#### Page excerpt
--- BEGIN ---

These days there is nothing that shapes our notion and practice of sharing as strongly as the Internet. In our virtual connection with the world, we are constantly encouraged to share what seems important to us and at the same time defines us. We emphatically share personal matters, embarrassments, information and opinions, songs, cars, flats and most recently even breast milk via social platforms. Sharing is the imperative of our age – from creative commons to social media to shareconomy. If you don’t share much, your status drops. If you don’t share at all, you are regarded with suspicion.
It is not only social pressure and Edward Snowden’s revelations that make this brave new world of sharing seem dubious: the working conditions under which our electronic tool is produced is an issue we prefer to ignore. We silently share in the profits obtained from the exploitation of miners in Congo. Then, all at once, the technologies of the future appear quite old fashioned. Sharing is all well and good, until it comes to losing something.
The “Academy of Asociality” investigates and propagates strategies for de-sharing that reverse this process – in a conference with talks, discussions and expeditions. Based loosely on Bartleby’s statement “I would prefer not to”, it encourages withdrawal from sharing and participation for which you have not opted. Exiting a framework that possesses as little transparency as Facebook’s terms and conditions. Where does this path of a categorical non-compliance lead us? Out into the woods, straight to jail or can we only disappear in the system? Can there be individualisation without diminishing solidarity? What needs to happen in order for us to really give something up – even if it hurts?

--- END ---

#### Data lines
--- BEGIN ---

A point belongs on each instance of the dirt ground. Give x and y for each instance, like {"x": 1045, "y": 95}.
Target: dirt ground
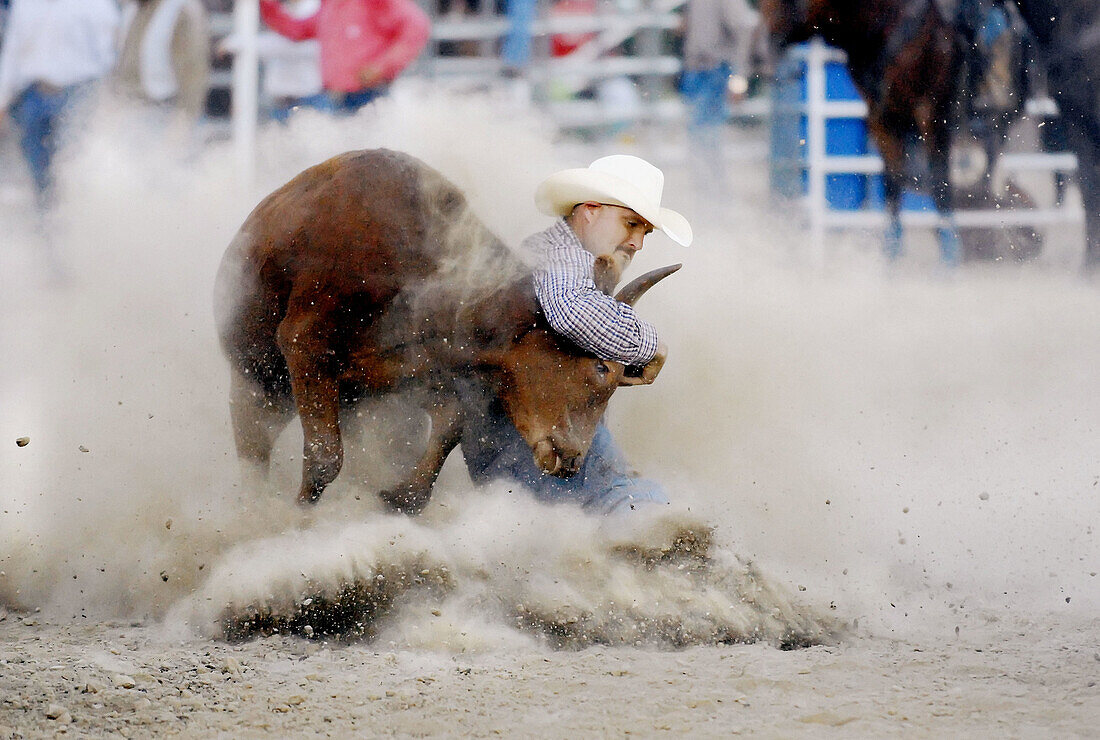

--- END ---

#### Problems to solve
[a] According to the piece on sharing and de-sharing, whose statement is the Academy of Asociality loosely based on?
[b] Extend the piece on sharing and the Academy of Asociality, picking up right after its final sentence.

#### Expected results
[a] Bartleby's statement "I would prefer not to."

[b]
» Conference-Folder and Timeline
Expeditions
Sat 11/10, 15.00 - 17.00
Know-Center Graz
In the research area of Social Computing, Know-Center Graz focuses on the extraction and utilisation of data from social networks. The aim is to provide relevant information for companies. Stefanie Lindstaedt, managing director and scientific director, gives a tour of Austria’s leading Research Centre for Data-driven Business and Big Data Analytics, hacker and IT specialist Nathan Andrew Fain accompanies the expedition.
diethARdT-collection
The diethARdT collection comprises some 2,000 contemporary artworks, including the largest Beuys collection in Austria, Viennese Actionists (Brus, Nitsch, Muehl), works by West, Wurm, Kippenberger, and others. This afternoon, Reinhard Diethardt shares his enjoyment of art as well as stories from thirty years of collecting. The journalist Thomas Wolkinger accompanies the tour of the private museum in the former soup-kitchen.
Justizanstalt Karlau
With 500 inmates, Karlau Prison is Austria’s third-largest prison. The extension from the 19th century was designed on the basis of Bentham’s panopticon. Today the guard towers are unmanned, replaced by surveillance cameras. Cultural anthropologist, historian and activist Leo Kühberger gives a tour of the prison – a place of total segregation for people with whom society does not want to share common ground.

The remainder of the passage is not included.